Provided passage ::
──────────────────────────────

Linked Data is equally useful and innovating. It's a project of data connection created by Tim Berners-Lee within the framework of the Semantic Web, providing a standard access interface to data sharing. Anja Jentzsch [Freie Universität Berlin, D] detailed rules and technical details, based on a number of common standards (URI, http, RDF). The general philosophy of Linked Data is different from the proprietary interfaces of APIs that exclude hyperlinks between different APIs' data: "Web APIs slice the web into walled gardens". (See also: Linking Open Data, publishing existing open licence datasets. As of September 2010, it contained over 24.7 billion RDF triples and over 436 million RDF links between data sources. DBPedia, relying on Linked Data schema, extracts structured information from Wikipedia, publishes it under an open license on the Web, and generates links to other data sources).

As web search is evolving into query answering, search engines will increasingly rely on structured data extracted from the Web. An active role in creating a hub of the Web of Data could be played by librarians since they are the gatekeepers of a very large amount of structured data, often already standardised via interoperable systems. Cultural heritage institutions could be a major provider of authoritative datasets for the Web of Data, re-orienting the library perspective. The European Commission report Riding the wave: how Europe can gain from the rising tide of scientific data is clear evidence of the growing interest in this issue at all levels.

Open Data is a concept that fully meets the Digital Agenda for Europe. As Peter Wittenburg [Max Planck, NL] highlighted, the scholarly communication system is more and more data-intensive. But there are a lot of ambiguities in search of a balance: flexibility/reliability; quality/openness; local/global integration; affordability/high performance. A Collaborative Data Infrastructure (CDI) should be the architecture for the future, introducing new levels of responsibility. CDI implies three layers: researchers as data generators and users; research infrastructures offering disciplinary data services; and data-oriented e-Infrastructure offering common data services. The whole process should be sustained by the ecological principles of OA, avoiding useless redundancy. Data sharing is a pillar of competitiveness, but it needs investments and business models to ensure sustainable availability, long-lasting access and preservation. It also requires a suitable system of incentives and rewards in order to accelerate the expected cultural change. The 2030 vision forecasts that "Researchers and practitioners from any discipline are able to find, access and process the data they need. They can be confident in their ability to use and understand data and they can evaluate the degree to which the data can be trusted". (Riding the wave, p. 34). This could indeed be taken as the final message of OAI7.

Acknowledgements

We are deeply indebted to Alma Swan for her valuable assistance.

About the Authors

Paola Castellucci is Associate Professor of Documentation, Department of "Storia dell´arte e spettacolo", University of Rome, "La Sapienza". Her primary areas of research are digital humanities, the "two cultures", databases, and information retrieval. In her book Dall´ipertesto al Web. Storia culturale dell´informatica (Laterza, 2009) she advocates a cultural approach to the history of the Web, focusing on the evolution of the idea of textuality into ipertextuality. Ms. Castellucci also supports Open Access and translated the Budapest Declaration into Italian ("Nuovi Annali della Scuola Speciale per Archivisti e bibliotecari", 2010). She also published Letteratura dell´assenza (Bulzoni, 1992) and Un modo di stare al mondo. Italo Calvino e l´America (Adriatica, 1999).

Elena Giglia has been working in academic libraries since 1991, at the University of Milan and then at the University of Turin. She is now Open Access Project Leader at the University of Turin Library System. Ms. Giglia writes and lectures about Open Access, her main interests being the OA citation advantage and the OA economic sustainability.

──────────────────────────────

Exercise A :: In the passage on Linked Data and Open Data, why could librarians play an active role in creating a hub of the Web of Data? Answer in one to three sentences.
Exercise B :: Extract the words from the passage on Linked Data and Open Data, starting at "Acknowledgements" and ending at "l´America (Adriatica, 1999).".

Data under study ::
──────────────────────────────

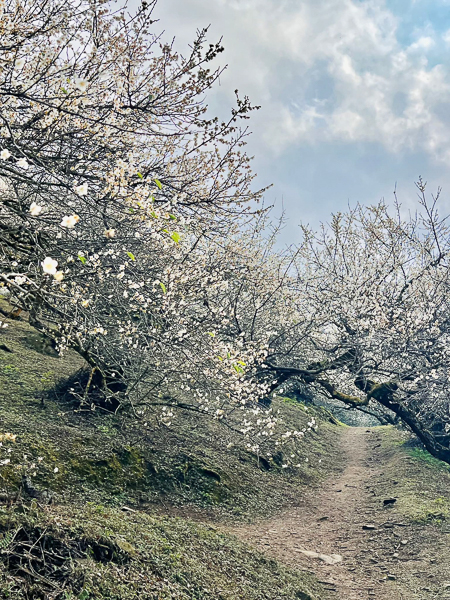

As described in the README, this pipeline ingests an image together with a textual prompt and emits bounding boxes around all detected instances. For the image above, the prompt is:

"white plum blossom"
[60,215,80,229]
[75,78,88,92]
[16,158,30,170]
[30,202,43,217]
[75,182,88,196]
[41,256,58,275]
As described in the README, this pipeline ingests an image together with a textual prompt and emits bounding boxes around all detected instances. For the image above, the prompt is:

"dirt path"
[229,428,450,600]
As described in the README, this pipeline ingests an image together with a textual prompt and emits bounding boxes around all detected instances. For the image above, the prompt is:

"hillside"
[0,302,337,600]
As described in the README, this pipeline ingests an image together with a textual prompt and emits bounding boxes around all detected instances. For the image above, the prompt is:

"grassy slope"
[0,304,335,600]
[377,427,450,529]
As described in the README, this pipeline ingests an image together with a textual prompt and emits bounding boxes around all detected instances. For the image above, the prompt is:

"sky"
[135,0,450,242]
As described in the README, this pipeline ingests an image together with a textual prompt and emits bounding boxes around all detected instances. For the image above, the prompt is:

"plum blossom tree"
[0,0,292,450]
[247,181,450,463]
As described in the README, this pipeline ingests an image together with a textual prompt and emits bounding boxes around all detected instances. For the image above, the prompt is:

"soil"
[227,427,450,600]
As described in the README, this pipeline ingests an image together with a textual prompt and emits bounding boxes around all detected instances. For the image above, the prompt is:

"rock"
[296,550,342,565]
[383,498,397,506]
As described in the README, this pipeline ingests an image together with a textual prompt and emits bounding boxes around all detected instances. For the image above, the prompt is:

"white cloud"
[151,0,450,161]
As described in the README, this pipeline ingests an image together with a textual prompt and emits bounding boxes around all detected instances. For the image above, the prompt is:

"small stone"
[383,498,397,506]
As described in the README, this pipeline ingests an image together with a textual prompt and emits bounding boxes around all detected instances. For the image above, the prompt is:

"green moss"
[0,505,326,600]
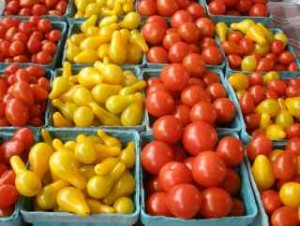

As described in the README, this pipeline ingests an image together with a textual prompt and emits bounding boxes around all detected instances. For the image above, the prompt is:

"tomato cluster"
[4,0,68,16]
[0,128,34,217]
[0,65,50,126]
[142,12,222,65]
[247,135,300,226]
[141,132,245,219]
[208,0,268,17]
[0,17,61,64]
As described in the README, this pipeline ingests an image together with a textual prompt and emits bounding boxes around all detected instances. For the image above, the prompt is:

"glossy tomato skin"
[182,121,218,156]
[192,151,226,187]
[200,187,232,218]
[141,141,174,174]
[167,184,203,219]
[152,115,182,144]
[158,161,193,191]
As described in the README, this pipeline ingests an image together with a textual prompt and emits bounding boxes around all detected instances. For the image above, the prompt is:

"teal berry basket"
[200,0,272,25]
[142,68,242,133]
[141,131,258,226]
[62,17,144,68]
[0,18,68,69]
[20,128,140,226]
[46,66,148,132]
[0,67,54,133]
[223,28,300,74]
[225,72,300,145]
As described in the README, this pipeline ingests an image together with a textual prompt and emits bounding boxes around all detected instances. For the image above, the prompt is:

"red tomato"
[142,21,167,45]
[138,0,157,16]
[182,53,206,77]
[249,3,268,17]
[202,46,222,65]
[181,85,211,107]
[158,161,193,191]
[147,46,168,64]
[146,192,171,216]
[213,97,236,124]
[285,137,300,156]
[200,187,232,218]
[160,64,189,91]
[167,184,203,219]
[174,104,191,128]
[207,83,227,100]
[246,135,272,161]
[192,152,226,187]
[186,2,205,20]
[171,10,192,28]
[220,168,241,196]
[169,41,190,63]
[152,115,182,144]
[141,141,174,174]
[163,32,180,50]
[239,92,255,115]
[271,206,299,226]
[196,17,215,37]
[156,0,180,17]
[190,101,217,125]
[182,121,218,156]
[216,136,244,167]
[146,91,175,117]
[208,0,226,15]
[261,190,282,214]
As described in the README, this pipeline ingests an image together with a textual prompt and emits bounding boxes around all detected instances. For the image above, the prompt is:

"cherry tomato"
[146,192,171,216]
[271,206,299,226]
[182,121,218,156]
[160,64,189,91]
[158,161,193,191]
[246,135,272,161]
[147,46,168,64]
[216,136,244,167]
[261,190,282,214]
[200,187,232,218]
[152,115,182,144]
[181,85,211,107]
[167,184,203,219]
[192,152,226,187]
[190,101,217,125]
[146,91,175,117]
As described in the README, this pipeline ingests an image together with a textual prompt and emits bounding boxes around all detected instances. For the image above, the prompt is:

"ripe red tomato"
[147,46,168,64]
[171,10,192,28]
[216,136,244,167]
[200,187,232,218]
[156,0,180,17]
[261,190,282,215]
[174,104,191,128]
[146,90,175,117]
[271,206,299,226]
[169,41,190,63]
[182,121,218,156]
[246,135,272,161]
[138,0,157,16]
[202,46,222,65]
[192,152,226,187]
[146,192,171,216]
[167,184,203,219]
[141,141,174,174]
[196,17,215,37]
[160,64,189,91]
[158,161,193,191]
[181,85,211,107]
[220,168,241,196]
[190,101,217,125]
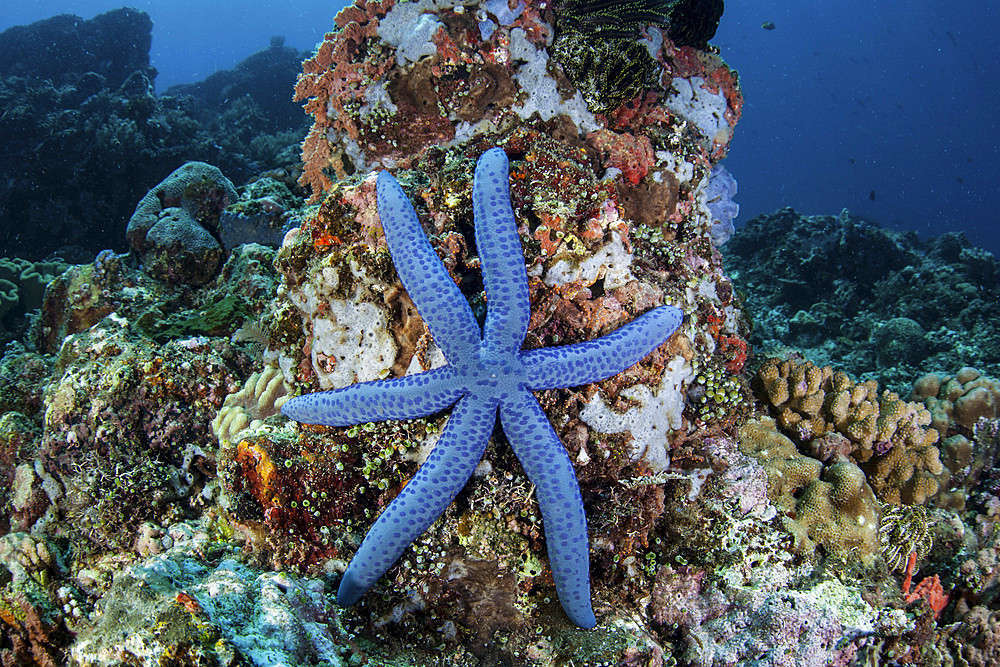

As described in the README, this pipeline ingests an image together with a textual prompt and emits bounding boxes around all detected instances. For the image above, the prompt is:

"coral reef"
[0,8,306,262]
[722,208,1000,388]
[756,359,943,505]
[125,162,237,285]
[0,0,1000,667]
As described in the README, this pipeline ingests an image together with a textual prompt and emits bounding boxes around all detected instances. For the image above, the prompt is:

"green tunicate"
[138,294,250,343]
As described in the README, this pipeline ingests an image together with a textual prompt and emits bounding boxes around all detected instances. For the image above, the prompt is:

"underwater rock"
[721,208,1000,394]
[125,162,237,285]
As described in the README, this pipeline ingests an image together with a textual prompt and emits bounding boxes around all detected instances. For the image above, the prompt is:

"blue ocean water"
[0,0,1000,255]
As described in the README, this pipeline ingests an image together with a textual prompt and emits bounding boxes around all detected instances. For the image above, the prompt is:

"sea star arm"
[337,396,498,607]
[376,171,481,363]
[521,306,684,391]
[281,366,465,426]
[472,148,531,351]
[500,389,597,628]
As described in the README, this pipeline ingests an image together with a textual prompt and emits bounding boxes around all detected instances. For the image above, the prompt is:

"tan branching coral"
[739,417,880,563]
[756,359,944,505]
[212,366,290,442]
[910,367,1000,433]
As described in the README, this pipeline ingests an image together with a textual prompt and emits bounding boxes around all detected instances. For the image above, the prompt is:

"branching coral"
[212,366,290,442]
[756,359,943,505]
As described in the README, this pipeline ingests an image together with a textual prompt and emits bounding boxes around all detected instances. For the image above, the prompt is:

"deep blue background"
[0,0,1000,255]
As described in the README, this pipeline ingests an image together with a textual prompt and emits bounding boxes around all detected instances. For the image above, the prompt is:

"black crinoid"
[550,0,723,113]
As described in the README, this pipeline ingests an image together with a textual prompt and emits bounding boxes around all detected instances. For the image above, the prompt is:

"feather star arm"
[337,396,497,607]
[472,148,531,351]
[376,171,481,363]
[281,366,465,426]
[522,306,684,391]
[500,389,597,628]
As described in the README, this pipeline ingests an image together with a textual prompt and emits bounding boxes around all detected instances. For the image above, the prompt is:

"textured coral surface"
[0,0,1000,667]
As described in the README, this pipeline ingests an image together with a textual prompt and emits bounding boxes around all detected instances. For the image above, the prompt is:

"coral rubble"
[0,0,1000,667]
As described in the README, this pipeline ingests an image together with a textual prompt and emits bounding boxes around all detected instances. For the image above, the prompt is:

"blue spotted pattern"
[282,148,683,628]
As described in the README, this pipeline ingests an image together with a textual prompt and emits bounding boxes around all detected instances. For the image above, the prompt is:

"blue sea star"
[282,148,683,628]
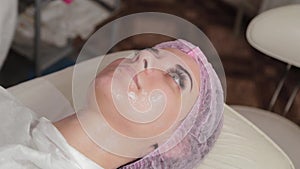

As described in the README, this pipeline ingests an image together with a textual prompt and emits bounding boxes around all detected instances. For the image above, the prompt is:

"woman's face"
[95,48,200,138]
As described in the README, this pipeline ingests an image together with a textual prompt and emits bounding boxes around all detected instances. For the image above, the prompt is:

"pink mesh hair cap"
[121,39,224,169]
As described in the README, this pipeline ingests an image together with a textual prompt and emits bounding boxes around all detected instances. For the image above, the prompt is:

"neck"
[54,114,134,169]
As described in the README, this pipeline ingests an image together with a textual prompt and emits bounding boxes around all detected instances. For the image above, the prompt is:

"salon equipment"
[8,51,294,169]
[233,4,300,168]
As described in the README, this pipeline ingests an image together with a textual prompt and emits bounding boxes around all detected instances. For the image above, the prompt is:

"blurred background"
[0,0,300,125]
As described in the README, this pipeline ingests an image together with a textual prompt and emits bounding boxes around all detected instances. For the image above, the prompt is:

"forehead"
[164,48,200,85]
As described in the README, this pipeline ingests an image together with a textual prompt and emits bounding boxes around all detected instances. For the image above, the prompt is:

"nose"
[138,48,158,69]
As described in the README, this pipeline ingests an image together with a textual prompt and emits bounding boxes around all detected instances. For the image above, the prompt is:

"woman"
[0,40,223,168]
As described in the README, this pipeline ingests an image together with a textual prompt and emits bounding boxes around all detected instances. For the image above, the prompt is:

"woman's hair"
[119,39,224,169]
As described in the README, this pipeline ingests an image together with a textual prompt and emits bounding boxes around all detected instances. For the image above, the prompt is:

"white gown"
[0,86,103,169]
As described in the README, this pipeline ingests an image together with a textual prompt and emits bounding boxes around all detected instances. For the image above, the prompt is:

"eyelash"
[167,68,187,89]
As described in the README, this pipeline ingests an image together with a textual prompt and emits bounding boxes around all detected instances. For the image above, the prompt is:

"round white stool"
[231,105,300,169]
[232,4,300,168]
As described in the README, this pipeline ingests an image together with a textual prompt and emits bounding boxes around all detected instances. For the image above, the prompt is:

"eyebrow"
[176,64,193,91]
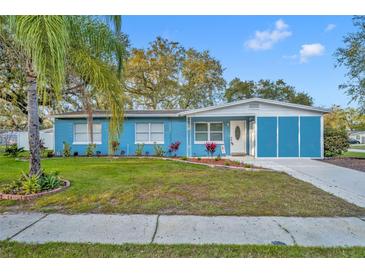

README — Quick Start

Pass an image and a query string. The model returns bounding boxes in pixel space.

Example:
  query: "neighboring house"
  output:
[0,131,18,146]
[54,98,327,158]
[16,128,54,150]
[349,131,365,144]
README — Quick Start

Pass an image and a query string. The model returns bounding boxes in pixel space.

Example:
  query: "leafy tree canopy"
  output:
[224,78,313,106]
[324,106,365,131]
[124,37,225,109]
[335,16,365,112]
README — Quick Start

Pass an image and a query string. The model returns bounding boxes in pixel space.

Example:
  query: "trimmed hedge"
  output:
[324,127,350,157]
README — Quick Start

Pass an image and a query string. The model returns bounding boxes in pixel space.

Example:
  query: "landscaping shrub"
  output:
[110,140,120,155]
[62,142,71,157]
[38,171,61,191]
[169,141,181,157]
[324,127,350,157]
[39,139,47,157]
[22,175,42,194]
[86,144,96,157]
[4,144,24,157]
[0,171,62,195]
[205,142,217,157]
[135,144,144,156]
[153,144,165,157]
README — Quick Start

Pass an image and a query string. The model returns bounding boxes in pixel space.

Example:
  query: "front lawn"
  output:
[0,241,365,258]
[350,144,365,152]
[341,150,365,158]
[0,156,365,216]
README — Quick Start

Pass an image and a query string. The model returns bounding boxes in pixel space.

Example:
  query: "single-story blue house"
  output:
[54,98,327,158]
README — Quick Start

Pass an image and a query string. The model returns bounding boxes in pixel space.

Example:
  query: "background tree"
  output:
[224,78,313,106]
[324,106,365,131]
[0,16,123,175]
[176,48,226,109]
[125,37,225,109]
[335,16,365,112]
[124,37,183,109]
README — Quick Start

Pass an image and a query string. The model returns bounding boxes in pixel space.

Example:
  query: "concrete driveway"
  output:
[0,213,365,247]
[231,157,365,207]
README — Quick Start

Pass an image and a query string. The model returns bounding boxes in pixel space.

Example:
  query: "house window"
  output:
[73,123,101,144]
[135,123,164,144]
[194,122,223,144]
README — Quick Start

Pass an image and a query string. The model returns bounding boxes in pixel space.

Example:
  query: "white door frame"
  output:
[229,120,247,156]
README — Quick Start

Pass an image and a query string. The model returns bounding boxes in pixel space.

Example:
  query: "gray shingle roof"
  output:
[53,109,185,118]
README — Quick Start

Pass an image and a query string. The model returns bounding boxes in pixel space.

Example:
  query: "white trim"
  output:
[134,122,165,145]
[321,115,324,159]
[185,116,189,157]
[52,112,180,119]
[276,116,279,158]
[189,117,193,157]
[298,115,302,157]
[178,98,328,116]
[190,121,224,145]
[254,116,258,158]
[72,142,102,145]
[72,121,103,145]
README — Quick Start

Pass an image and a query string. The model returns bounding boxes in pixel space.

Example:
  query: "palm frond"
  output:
[70,48,124,144]
[12,16,69,99]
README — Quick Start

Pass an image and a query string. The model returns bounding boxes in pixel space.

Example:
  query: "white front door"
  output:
[230,121,246,156]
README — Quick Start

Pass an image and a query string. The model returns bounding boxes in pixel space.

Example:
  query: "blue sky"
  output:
[123,16,356,107]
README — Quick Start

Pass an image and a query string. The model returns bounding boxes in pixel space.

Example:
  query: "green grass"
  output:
[0,156,365,216]
[350,144,365,152]
[341,150,365,158]
[0,241,365,258]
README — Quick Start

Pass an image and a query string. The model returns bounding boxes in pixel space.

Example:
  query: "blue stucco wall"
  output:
[54,118,109,155]
[119,117,186,156]
[55,118,186,156]
[300,116,321,157]
[279,117,299,157]
[257,117,277,157]
[189,117,254,156]
[54,116,321,157]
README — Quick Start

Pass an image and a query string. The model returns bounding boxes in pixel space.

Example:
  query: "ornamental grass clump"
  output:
[153,144,165,157]
[0,171,62,195]
[205,142,217,157]
[169,141,181,157]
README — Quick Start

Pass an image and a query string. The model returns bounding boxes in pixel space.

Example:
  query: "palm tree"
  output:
[0,16,123,175]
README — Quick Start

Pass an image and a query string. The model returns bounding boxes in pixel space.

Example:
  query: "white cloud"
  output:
[324,24,336,31]
[245,19,292,50]
[299,43,325,63]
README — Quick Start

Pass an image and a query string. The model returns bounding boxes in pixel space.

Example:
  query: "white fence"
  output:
[17,129,54,150]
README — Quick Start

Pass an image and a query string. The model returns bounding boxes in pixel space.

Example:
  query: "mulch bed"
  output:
[0,179,70,201]
[319,157,365,172]
[188,158,252,167]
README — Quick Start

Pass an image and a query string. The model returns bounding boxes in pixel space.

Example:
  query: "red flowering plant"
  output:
[169,141,181,157]
[205,142,217,157]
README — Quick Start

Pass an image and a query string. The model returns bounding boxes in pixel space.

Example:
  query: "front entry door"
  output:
[230,121,246,156]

──────────────────────────────

Written answer A :: Librarians are the gatekeepers of a very large amount of structured data. That data is often already standardized through interoperable systems.

Written answer B ::
Acknowledgements

We are deeply indebted to Alma Swan for her valuable assistance.

About the Authors

Paola Castellucci is Associate Professor of Documentation, Department of "Storia dell´arte e spettacolo", University of Rome, "La Sapienza". Her primary areas of research are digital humanities, the "two cultures", databases, and information retrieval. In her book Dall´ipertesto al Web. Storia culturale dell´informatica (Laterza, 2009) she advocates a cultural approach to the history of the Web, focusing on the evolution of the idea of textuality into ipertextuality. Ms. Castellucci also supports Open Access and translated the Budapest Declaration into Italian ("Nuovi Annali della Scuola Speciale per Archivisti e bibliotecari", 2010). She also published Letteratura dell´assenza (Bulzoni, 1992) and Un modo di stare al mondo. Italo Calvino e l´America (Adriatica, 1999).